Problem set:
A) Answer these questions about the backpacking post, one answer per line:
(i) What did the writer find much easier than hopping from tussock to rock?
(ii) What time was it when they stirred again on Sunday morning?
(iii) What breakfast has the writer now settled on for backpacking?
B) Rewrite the part of the backpacking post that opens with "Looking out to" and closes with "fading light. Magnificent.", swapping "bog" for "marsh".

Article:
Looking out to the Lleyn Peninsula
Llyn Clogwyn Brith
I spent a few minutes trying hop from tussock to rock to avoid wetting my feet before realising it was much easier to paddle through the bog. It wasn’t as cold as I thought on the feet so I just padded about in the fading light. Magnificent.
I returned to the tent and we all settled down for a wild night in the Welsh mountains. The weather even put on a very brief fiery sunset for us before we turned in for the night
Fiery finish to the day
The forecast promised a better day on Sunday and when Jane answered the call of nature in the night the sky was clear. By morning it was raining again so we lazed in and were surprised to find that when we stirred again it was 9:30! Time for a breakfast. Regular readers will be aware of my search for a suitable breakfast for backpacking. After much experimentation I’ve now settled on what I think is the perfect solution. Bacon Sandwiches! (Thanks to Pete over at writesofway for pointing out the obvious). We were in the cloud and rain, a thoroughly miserable day but what could be finer than lazing in a tent on a Sunday morning with a fresh cuppa and a bacon butty – marvellous. We hung around in the tent for a couple of hours and eventually decided that if we were going to get anything out of the day we may as well pack up and get moving. It was 12:00 by the time we were ready but it had given time for the cloud to lift and it was a half reasonable afternoon.

Data entries

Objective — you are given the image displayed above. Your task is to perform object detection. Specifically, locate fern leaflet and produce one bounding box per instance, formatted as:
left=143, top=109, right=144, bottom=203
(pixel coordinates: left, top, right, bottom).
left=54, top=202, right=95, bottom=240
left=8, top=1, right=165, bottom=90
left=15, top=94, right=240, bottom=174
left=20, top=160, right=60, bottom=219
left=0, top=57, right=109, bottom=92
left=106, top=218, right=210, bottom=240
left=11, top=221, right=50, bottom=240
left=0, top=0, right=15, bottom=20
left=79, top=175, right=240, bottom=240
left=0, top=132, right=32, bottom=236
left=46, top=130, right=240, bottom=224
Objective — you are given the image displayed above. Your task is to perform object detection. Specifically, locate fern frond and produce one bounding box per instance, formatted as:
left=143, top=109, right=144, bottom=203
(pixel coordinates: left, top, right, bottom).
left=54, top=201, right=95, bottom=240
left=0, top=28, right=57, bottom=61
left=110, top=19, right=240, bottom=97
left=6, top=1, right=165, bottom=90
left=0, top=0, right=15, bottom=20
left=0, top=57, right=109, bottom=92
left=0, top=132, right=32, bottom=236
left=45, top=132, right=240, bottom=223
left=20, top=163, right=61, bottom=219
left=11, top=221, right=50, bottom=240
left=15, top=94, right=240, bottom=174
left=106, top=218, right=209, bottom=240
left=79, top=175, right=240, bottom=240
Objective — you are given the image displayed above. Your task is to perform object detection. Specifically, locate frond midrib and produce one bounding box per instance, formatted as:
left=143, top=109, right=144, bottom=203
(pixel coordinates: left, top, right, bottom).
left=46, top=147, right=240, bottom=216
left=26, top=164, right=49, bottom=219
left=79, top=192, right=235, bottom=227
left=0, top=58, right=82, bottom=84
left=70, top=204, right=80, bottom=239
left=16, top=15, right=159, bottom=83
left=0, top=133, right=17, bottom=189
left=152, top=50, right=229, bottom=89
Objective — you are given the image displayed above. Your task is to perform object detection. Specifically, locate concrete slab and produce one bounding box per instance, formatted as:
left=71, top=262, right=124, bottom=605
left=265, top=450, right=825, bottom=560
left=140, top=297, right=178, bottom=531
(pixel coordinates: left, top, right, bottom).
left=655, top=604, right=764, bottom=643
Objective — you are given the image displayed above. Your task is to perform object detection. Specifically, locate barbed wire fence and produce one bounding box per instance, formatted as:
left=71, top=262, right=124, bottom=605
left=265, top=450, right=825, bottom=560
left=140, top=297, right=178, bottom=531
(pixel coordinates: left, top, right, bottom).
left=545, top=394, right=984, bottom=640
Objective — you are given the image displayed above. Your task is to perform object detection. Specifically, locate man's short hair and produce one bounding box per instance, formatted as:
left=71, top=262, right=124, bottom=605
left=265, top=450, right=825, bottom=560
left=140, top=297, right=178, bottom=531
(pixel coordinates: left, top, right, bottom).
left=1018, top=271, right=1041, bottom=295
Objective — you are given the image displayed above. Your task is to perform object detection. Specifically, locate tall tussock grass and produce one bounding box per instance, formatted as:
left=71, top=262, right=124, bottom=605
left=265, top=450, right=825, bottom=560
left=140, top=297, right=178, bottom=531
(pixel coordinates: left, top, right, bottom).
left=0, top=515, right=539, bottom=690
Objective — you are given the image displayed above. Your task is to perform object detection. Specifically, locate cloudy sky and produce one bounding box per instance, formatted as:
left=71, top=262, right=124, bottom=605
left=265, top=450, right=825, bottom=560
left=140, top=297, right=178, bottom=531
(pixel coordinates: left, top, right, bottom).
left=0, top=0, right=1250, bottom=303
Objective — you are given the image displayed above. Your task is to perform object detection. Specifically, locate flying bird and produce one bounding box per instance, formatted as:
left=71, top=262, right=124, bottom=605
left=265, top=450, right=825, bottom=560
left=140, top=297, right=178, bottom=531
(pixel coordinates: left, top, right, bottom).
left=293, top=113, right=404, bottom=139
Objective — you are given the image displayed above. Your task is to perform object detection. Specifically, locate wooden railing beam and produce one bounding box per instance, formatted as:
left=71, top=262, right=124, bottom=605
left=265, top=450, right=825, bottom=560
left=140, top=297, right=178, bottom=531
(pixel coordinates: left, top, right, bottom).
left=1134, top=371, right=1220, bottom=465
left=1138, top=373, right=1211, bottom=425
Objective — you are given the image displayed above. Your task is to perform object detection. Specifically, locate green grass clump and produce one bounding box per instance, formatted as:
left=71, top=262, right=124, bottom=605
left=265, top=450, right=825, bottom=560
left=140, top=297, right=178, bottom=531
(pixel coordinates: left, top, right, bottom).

The solutions:
A)
(i) Paddling through the bog.
(ii) 9:30.
(iii) Bacon sandwiches.

B)
Looking out to the Lleyn Peninsula
Llyn Clogwyn Brith
I spent a few minutes trying hop from tussock to rock to avoid wetting my feet before realising it was much easier to paddle through the marsh. It wasn’t as cold as I thought on the feet so I just padded about in the fading light. Magnificent.